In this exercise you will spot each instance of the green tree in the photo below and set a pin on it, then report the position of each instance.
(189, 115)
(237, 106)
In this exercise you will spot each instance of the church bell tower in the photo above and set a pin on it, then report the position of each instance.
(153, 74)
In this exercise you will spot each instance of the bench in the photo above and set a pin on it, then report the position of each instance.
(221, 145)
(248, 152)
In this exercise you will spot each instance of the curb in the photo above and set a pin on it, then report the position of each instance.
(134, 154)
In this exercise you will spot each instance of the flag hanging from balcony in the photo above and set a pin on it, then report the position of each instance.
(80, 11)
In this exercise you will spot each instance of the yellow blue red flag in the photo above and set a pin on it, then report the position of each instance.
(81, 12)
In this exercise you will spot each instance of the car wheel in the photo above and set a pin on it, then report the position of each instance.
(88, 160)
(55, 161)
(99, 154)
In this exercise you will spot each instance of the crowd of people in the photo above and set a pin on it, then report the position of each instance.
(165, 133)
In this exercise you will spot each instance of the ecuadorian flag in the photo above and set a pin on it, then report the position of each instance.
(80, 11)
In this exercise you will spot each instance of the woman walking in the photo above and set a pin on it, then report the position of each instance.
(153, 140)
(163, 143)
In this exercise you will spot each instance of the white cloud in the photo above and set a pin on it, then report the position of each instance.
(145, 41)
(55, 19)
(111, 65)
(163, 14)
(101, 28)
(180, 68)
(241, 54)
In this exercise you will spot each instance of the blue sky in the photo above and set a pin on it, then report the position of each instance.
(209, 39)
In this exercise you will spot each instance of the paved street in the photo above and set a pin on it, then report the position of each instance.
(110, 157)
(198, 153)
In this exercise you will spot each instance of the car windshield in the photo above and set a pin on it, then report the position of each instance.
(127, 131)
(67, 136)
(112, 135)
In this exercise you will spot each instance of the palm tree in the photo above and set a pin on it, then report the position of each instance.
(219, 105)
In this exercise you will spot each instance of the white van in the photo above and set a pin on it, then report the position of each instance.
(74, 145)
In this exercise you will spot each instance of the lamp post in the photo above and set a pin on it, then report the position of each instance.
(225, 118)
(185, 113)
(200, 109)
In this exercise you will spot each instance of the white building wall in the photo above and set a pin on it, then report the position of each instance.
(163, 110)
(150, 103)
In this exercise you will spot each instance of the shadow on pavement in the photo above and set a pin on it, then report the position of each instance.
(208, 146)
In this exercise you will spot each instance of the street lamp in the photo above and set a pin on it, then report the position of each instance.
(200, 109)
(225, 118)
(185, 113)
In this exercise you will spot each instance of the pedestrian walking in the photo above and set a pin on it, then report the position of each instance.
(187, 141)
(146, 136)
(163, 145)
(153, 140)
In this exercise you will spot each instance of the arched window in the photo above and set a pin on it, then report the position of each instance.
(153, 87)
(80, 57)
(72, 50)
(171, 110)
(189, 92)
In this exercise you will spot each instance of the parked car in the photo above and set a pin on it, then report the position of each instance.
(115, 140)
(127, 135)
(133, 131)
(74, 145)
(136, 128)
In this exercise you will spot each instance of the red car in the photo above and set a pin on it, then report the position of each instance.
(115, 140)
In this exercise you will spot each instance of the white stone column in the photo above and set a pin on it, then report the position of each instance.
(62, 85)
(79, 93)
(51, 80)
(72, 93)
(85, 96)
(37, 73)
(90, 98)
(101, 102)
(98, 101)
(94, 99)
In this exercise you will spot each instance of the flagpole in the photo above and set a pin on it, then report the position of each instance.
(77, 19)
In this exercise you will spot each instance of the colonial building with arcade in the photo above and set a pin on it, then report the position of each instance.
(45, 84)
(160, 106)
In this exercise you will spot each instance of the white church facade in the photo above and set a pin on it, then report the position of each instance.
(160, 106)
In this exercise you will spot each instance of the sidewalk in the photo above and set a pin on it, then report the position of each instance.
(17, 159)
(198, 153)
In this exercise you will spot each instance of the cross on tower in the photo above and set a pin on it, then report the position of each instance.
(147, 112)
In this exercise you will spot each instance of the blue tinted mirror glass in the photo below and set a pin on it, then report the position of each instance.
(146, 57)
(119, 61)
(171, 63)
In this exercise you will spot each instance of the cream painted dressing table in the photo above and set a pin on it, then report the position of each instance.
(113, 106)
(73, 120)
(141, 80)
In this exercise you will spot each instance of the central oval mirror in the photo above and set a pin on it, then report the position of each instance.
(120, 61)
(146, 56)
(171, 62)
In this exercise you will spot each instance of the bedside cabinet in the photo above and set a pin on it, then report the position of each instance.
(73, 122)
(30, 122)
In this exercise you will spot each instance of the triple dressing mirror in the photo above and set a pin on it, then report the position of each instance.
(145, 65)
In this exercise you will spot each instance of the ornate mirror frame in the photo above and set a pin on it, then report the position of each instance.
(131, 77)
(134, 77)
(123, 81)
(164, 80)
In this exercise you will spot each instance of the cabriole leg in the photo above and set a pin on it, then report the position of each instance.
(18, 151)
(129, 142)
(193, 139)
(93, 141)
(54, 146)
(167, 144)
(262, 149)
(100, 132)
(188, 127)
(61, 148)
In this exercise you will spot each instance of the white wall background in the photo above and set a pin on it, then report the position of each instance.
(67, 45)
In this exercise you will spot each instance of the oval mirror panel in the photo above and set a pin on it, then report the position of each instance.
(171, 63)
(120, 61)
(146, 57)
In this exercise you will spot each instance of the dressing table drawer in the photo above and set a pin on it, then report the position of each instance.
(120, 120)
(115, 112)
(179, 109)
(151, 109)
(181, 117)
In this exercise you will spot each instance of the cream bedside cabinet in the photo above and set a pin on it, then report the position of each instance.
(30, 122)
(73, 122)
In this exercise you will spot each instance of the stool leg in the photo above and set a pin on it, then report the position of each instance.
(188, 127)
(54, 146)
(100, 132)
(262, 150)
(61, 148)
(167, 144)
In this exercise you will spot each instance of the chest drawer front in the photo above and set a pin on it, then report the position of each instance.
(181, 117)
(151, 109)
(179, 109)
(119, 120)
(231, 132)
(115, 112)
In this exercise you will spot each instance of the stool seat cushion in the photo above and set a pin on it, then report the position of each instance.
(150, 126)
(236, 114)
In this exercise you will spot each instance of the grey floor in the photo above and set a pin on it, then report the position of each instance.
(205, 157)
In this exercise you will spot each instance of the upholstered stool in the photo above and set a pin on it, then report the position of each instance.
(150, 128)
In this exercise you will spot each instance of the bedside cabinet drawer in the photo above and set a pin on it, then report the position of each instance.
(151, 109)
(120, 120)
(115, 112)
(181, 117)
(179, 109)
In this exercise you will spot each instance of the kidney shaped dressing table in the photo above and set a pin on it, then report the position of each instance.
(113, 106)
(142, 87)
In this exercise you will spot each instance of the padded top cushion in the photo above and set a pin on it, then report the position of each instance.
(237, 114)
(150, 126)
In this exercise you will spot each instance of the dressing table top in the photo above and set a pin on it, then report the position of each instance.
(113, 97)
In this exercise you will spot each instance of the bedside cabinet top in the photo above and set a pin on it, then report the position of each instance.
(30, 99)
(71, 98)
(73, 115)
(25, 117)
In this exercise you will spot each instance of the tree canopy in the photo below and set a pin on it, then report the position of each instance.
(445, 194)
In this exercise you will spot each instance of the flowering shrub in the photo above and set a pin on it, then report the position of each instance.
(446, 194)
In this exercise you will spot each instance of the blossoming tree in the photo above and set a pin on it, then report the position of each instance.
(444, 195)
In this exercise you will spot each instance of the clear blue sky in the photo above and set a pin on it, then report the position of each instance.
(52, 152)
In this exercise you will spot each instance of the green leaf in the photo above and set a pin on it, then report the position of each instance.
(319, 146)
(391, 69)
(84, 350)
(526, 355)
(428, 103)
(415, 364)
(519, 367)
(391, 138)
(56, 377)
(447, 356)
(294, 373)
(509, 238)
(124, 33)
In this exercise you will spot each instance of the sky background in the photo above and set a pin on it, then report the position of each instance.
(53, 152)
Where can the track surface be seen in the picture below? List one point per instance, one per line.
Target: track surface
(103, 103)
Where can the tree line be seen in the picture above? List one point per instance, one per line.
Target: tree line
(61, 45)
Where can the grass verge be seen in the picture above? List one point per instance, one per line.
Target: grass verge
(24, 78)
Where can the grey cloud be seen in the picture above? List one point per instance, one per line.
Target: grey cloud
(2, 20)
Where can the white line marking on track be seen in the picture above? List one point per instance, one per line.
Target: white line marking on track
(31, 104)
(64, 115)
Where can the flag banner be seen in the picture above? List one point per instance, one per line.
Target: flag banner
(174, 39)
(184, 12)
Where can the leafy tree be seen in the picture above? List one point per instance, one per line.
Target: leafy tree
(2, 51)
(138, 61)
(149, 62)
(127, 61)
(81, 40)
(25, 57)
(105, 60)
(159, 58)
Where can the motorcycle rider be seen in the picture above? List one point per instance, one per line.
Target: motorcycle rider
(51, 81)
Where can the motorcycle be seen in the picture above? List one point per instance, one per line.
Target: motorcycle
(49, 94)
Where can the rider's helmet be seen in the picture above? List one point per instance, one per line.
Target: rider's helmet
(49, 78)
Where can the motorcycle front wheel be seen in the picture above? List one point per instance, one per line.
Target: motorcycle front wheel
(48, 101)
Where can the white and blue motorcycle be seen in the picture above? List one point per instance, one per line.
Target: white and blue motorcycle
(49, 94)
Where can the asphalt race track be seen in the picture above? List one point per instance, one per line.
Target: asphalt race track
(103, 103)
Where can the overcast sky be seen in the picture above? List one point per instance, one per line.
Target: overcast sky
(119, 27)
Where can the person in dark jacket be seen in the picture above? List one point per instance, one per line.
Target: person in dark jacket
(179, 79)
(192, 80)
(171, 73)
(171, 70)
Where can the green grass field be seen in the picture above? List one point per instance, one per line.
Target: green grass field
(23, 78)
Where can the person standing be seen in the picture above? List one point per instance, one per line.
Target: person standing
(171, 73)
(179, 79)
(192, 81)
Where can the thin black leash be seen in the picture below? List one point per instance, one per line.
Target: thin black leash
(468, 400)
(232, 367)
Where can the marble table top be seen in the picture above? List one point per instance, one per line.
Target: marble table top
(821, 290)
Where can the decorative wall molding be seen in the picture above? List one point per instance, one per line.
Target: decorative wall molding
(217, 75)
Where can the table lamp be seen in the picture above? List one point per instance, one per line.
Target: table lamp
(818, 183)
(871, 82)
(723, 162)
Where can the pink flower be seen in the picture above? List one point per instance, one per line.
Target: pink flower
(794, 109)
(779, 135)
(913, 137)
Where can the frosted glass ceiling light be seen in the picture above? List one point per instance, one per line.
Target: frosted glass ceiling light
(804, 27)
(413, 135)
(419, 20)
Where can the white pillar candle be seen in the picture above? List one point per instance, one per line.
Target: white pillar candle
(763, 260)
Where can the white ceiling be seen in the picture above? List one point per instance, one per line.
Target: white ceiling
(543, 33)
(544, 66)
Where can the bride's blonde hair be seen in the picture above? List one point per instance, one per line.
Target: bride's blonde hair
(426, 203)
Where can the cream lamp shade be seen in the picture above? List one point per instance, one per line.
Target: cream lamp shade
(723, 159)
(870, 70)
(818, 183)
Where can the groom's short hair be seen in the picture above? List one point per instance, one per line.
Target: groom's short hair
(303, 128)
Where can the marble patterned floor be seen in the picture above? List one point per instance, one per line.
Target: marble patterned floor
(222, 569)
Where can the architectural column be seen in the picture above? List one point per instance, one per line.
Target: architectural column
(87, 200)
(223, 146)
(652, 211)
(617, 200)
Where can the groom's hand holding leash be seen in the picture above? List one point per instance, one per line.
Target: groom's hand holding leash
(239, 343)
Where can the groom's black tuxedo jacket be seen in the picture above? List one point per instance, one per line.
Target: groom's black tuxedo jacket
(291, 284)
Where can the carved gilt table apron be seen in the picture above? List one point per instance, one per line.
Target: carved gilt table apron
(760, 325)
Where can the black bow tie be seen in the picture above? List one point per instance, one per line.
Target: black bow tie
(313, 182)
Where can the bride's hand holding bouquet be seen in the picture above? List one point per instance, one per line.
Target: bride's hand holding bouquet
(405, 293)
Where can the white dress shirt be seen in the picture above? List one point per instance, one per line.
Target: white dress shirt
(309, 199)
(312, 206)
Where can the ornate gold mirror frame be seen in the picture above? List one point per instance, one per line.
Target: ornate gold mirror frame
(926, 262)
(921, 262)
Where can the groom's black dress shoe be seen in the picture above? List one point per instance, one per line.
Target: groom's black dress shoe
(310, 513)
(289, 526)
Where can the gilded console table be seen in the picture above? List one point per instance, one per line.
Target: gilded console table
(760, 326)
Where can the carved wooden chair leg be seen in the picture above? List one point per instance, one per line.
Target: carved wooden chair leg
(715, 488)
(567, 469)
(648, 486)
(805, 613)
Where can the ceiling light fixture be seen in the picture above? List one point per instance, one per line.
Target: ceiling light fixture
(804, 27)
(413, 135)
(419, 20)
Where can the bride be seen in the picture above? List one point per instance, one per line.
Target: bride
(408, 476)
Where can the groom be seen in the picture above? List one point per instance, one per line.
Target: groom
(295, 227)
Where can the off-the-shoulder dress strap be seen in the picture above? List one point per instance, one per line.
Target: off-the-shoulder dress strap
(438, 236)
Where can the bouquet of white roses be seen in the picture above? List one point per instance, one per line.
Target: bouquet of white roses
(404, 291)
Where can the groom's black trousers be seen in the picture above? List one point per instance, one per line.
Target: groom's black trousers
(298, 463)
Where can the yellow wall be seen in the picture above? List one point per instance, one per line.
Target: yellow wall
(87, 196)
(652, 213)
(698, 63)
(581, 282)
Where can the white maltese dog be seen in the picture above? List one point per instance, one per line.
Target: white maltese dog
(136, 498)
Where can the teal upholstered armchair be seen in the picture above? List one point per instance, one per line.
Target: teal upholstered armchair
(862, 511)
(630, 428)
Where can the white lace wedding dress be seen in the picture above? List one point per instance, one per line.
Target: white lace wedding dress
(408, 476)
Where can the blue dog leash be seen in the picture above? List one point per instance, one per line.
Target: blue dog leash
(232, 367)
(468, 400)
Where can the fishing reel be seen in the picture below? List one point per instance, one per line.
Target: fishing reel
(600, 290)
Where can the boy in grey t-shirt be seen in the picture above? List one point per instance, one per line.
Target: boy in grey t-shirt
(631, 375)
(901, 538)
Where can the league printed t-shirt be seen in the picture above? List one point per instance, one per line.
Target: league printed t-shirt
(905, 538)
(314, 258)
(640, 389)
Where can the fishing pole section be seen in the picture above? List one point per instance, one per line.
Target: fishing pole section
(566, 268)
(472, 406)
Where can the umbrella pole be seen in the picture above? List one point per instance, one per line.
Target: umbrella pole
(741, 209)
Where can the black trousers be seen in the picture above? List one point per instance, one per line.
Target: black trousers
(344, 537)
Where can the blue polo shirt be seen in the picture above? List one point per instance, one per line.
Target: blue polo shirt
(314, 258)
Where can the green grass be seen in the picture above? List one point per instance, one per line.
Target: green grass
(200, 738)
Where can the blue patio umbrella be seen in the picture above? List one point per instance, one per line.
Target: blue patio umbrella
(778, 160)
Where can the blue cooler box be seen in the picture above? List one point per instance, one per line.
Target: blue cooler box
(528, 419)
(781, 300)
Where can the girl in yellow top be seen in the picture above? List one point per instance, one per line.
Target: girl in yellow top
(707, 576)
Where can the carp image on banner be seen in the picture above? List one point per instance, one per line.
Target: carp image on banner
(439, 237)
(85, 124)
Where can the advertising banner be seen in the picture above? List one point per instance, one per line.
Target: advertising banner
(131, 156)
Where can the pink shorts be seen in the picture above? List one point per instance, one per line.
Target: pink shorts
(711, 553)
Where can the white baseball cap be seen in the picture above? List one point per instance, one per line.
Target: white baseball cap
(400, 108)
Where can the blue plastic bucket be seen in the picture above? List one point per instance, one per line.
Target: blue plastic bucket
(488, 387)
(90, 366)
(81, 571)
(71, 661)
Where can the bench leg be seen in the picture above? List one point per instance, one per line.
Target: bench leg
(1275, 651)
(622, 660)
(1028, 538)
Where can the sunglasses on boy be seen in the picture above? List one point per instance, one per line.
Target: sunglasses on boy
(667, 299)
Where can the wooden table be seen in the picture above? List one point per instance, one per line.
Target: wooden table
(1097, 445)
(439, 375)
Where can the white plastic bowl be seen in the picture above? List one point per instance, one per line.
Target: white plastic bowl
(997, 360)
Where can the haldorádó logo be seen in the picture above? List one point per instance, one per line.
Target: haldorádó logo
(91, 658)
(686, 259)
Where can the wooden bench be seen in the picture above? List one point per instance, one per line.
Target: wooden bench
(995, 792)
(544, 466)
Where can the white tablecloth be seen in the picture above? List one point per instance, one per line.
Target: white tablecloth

* * * *

**WHAT YOU ARE ASKED TO DO**
Scan the listing above and identify each line holding the string "tablecloth"; copy every such line.

**SOLUTION TO THE PROBLEM**
Where can the white tablecloth be seen in the picture above? List one point per instance, one per line.
Target: white tablecloth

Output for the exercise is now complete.